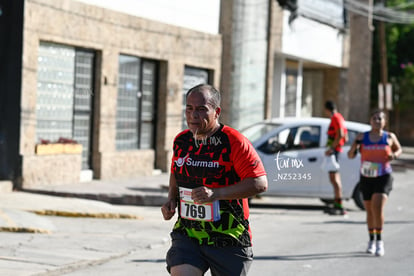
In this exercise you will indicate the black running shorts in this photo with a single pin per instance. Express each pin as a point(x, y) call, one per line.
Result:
point(221, 260)
point(371, 185)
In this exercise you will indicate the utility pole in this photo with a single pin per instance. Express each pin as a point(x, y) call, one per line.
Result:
point(383, 64)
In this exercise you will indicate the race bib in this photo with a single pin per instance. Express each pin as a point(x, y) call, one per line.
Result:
point(370, 169)
point(197, 211)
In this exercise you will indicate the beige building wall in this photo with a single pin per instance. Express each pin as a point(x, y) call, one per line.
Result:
point(109, 34)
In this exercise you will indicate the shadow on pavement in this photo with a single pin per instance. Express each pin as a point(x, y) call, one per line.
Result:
point(316, 256)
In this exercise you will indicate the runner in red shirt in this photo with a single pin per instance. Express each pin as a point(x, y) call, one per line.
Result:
point(214, 171)
point(337, 134)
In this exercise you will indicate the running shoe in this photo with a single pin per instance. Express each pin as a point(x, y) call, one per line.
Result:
point(371, 247)
point(337, 211)
point(380, 251)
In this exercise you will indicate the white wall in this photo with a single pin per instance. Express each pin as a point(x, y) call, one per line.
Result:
point(309, 40)
point(201, 15)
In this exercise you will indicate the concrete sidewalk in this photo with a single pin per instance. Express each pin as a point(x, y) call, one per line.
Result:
point(27, 211)
point(24, 211)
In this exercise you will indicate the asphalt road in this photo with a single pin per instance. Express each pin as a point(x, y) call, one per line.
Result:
point(291, 237)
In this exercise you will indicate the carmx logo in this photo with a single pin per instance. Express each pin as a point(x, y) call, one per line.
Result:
point(181, 161)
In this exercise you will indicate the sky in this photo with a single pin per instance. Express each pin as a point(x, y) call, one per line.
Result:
point(201, 15)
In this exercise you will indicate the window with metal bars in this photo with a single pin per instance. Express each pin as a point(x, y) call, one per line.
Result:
point(136, 115)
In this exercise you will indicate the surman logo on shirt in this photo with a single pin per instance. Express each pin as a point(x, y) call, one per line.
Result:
point(180, 161)
point(196, 163)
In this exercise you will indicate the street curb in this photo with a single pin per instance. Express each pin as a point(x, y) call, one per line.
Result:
point(86, 215)
point(116, 199)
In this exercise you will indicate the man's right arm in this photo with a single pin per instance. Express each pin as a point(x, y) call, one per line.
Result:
point(168, 208)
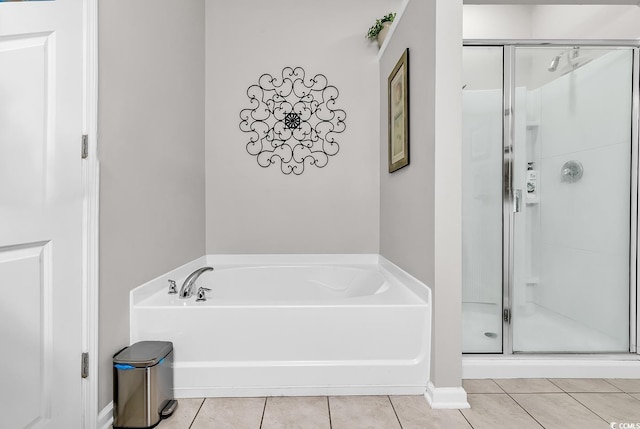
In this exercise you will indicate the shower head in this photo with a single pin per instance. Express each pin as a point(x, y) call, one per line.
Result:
point(554, 63)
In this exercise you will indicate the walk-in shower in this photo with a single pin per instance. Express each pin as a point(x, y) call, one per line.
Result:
point(549, 198)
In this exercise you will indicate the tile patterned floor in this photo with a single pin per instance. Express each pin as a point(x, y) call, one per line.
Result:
point(495, 404)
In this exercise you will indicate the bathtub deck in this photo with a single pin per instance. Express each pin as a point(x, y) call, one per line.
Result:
point(495, 404)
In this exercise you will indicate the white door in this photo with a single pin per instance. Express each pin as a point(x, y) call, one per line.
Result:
point(41, 83)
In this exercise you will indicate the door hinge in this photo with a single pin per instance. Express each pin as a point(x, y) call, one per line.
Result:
point(85, 146)
point(506, 315)
point(84, 370)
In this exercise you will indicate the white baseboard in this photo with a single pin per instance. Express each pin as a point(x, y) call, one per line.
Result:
point(446, 397)
point(260, 391)
point(105, 418)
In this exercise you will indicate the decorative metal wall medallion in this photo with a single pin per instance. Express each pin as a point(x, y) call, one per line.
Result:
point(292, 120)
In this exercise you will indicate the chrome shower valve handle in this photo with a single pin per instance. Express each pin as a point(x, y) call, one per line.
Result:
point(201, 294)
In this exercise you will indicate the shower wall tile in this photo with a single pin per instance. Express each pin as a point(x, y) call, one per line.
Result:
point(584, 226)
point(582, 285)
point(592, 213)
point(575, 106)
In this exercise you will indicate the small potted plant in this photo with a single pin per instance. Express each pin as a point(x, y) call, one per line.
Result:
point(379, 30)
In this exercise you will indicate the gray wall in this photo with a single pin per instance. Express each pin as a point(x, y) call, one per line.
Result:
point(251, 209)
point(151, 139)
point(420, 219)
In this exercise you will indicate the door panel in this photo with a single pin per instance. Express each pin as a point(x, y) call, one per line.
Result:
point(572, 161)
point(41, 63)
point(482, 200)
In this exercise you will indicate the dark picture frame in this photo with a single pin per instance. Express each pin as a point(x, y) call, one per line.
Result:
point(398, 107)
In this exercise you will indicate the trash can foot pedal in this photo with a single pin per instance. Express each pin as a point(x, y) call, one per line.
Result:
point(168, 409)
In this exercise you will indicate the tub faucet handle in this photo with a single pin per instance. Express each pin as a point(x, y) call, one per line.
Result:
point(201, 295)
point(173, 289)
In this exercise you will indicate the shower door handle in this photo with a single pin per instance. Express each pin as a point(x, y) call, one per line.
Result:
point(517, 200)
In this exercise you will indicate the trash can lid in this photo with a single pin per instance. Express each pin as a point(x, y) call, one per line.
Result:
point(144, 353)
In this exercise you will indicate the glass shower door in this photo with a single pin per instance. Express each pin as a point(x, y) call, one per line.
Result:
point(571, 164)
point(482, 184)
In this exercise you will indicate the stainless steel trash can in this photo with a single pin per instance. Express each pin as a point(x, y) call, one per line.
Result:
point(143, 385)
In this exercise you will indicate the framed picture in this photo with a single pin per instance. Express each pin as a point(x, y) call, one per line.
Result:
point(399, 114)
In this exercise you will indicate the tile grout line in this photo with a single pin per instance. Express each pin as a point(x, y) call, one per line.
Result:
point(465, 417)
point(197, 412)
point(524, 409)
point(584, 405)
point(394, 411)
point(264, 408)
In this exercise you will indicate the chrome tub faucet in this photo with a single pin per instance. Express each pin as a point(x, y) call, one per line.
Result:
point(186, 291)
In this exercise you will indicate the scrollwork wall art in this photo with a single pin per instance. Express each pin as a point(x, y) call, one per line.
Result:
point(292, 120)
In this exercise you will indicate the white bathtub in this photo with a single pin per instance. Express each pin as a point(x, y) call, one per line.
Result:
point(291, 325)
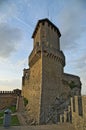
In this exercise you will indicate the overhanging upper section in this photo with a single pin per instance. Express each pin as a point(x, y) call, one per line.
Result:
point(49, 22)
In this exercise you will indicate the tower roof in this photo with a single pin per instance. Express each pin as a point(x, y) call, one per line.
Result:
point(48, 21)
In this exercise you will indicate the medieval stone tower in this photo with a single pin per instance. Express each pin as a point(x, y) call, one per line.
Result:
point(45, 81)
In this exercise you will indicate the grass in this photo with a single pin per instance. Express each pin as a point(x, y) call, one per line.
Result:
point(1, 122)
point(14, 118)
point(14, 121)
point(1, 113)
point(12, 108)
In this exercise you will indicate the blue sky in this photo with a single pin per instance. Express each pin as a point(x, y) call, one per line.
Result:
point(17, 22)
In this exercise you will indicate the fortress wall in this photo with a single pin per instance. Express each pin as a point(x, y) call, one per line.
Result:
point(32, 90)
point(79, 112)
point(51, 86)
point(70, 77)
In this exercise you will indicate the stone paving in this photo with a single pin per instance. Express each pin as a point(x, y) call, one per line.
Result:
point(41, 127)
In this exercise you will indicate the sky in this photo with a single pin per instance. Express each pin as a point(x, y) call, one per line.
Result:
point(18, 19)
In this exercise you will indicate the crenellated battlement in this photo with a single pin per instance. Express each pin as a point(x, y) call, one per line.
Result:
point(45, 81)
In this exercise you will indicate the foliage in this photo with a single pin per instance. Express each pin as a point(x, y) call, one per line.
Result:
point(72, 84)
point(12, 108)
point(1, 121)
point(14, 120)
point(25, 101)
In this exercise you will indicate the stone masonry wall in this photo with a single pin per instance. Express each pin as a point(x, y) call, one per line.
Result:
point(32, 91)
point(79, 112)
point(51, 84)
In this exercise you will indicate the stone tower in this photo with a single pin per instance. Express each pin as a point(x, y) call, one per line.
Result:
point(45, 80)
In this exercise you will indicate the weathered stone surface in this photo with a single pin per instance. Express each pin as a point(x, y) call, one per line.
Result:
point(45, 81)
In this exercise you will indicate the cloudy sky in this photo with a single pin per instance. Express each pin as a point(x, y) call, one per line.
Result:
point(17, 22)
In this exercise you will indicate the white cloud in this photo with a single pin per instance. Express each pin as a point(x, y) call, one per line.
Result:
point(71, 21)
point(9, 39)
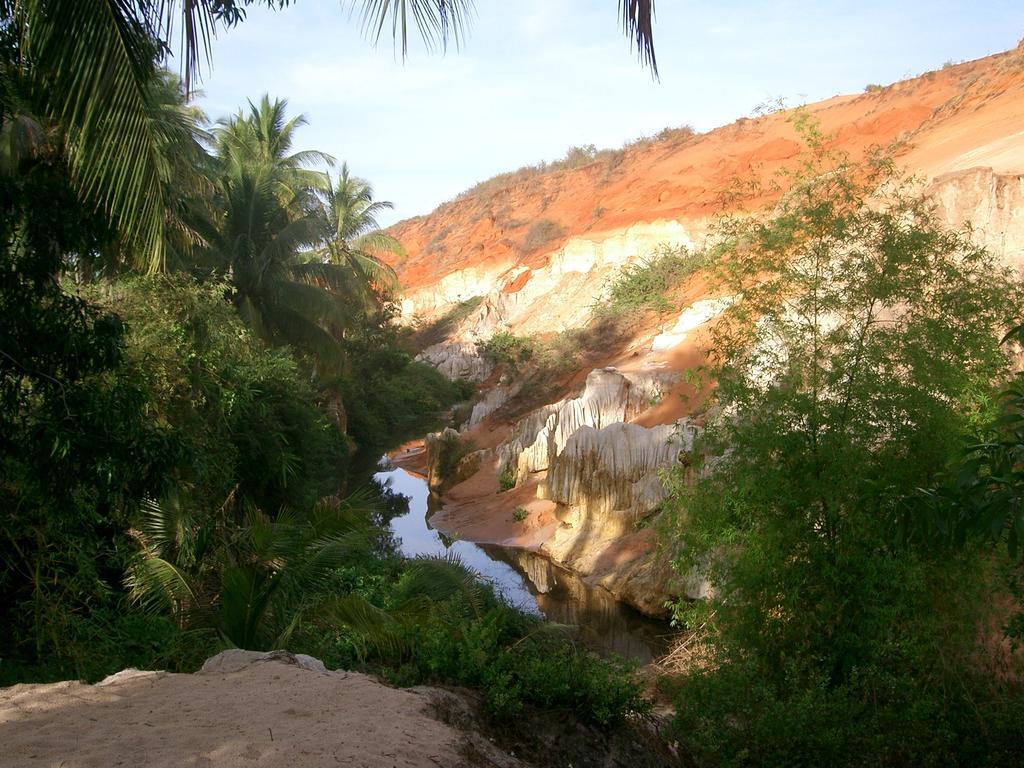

Goal of the exercise
Please put the data from the line with "In this exercise you will indicate the concrete" to the line with "point(24, 211)", both included, into a JSON list of strings, one string per line, with blank lines left out.

Reply
[
  "In this exercise you will indicate the concrete sidewalk in this photo with a single pin per instance. Express each pin as a point(x, y) call, one per line.",
  "Result:",
  "point(27, 211)",
  "point(24, 211)"
]